→ What to do:
Reproduce the entries shown below only from the line with "box: [821, 597, 861, 620]" down to the line with "negative clicks: (847, 595) (816, 587)", keeping both end lines and copying each one exactly.

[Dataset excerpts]
--------------------------------

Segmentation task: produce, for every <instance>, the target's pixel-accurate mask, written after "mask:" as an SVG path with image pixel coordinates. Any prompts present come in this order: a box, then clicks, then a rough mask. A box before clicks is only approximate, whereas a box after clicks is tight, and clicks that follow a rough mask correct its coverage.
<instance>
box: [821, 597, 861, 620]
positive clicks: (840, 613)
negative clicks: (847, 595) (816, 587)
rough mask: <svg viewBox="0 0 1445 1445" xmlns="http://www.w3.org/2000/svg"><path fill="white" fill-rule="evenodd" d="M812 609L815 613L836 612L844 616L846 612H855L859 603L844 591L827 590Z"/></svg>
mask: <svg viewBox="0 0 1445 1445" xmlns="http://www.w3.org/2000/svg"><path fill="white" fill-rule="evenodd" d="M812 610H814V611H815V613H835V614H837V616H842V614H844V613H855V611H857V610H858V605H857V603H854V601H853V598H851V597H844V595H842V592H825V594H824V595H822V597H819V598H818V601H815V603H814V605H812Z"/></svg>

--------------------------------

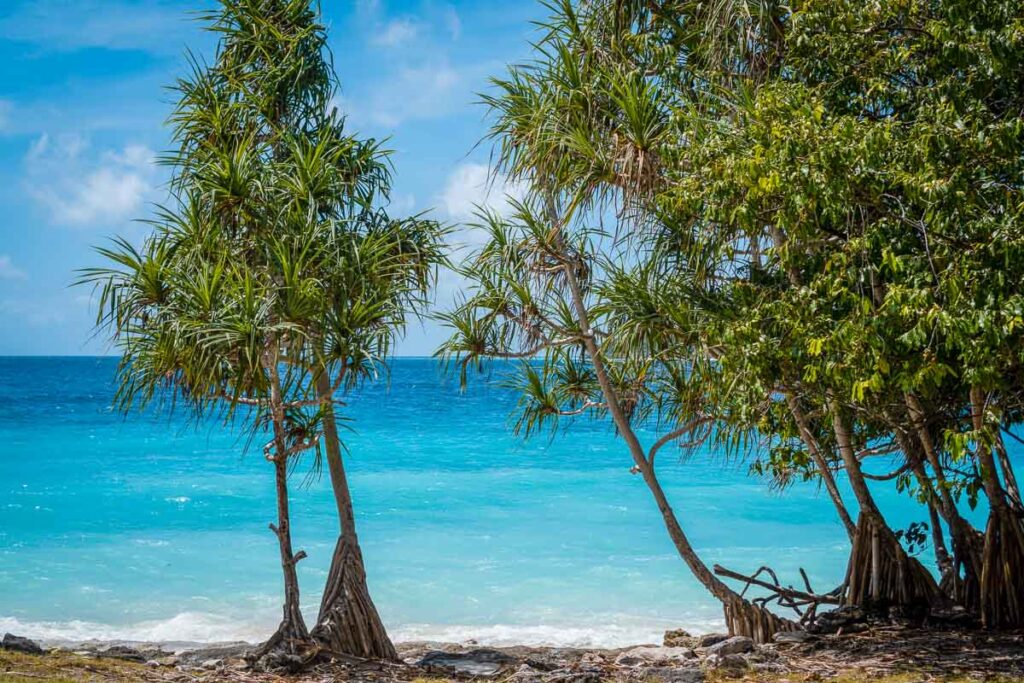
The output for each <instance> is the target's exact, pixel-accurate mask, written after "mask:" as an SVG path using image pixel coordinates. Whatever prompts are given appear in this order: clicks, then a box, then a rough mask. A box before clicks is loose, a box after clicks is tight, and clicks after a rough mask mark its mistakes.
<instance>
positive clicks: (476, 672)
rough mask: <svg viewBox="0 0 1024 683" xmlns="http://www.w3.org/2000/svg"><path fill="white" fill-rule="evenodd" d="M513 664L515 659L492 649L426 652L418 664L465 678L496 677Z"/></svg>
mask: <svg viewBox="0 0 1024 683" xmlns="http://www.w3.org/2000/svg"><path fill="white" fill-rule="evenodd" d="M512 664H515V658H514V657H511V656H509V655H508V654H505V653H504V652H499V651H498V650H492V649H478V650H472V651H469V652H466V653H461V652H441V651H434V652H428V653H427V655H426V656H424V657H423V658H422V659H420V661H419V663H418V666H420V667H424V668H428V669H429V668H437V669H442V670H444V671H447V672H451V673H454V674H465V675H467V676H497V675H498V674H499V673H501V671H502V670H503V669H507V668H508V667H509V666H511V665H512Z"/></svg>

--------------------------------

→ Written answer:
box: [821, 597, 861, 620]
positive clicks: (840, 613)
negative clicks: (847, 595) (816, 587)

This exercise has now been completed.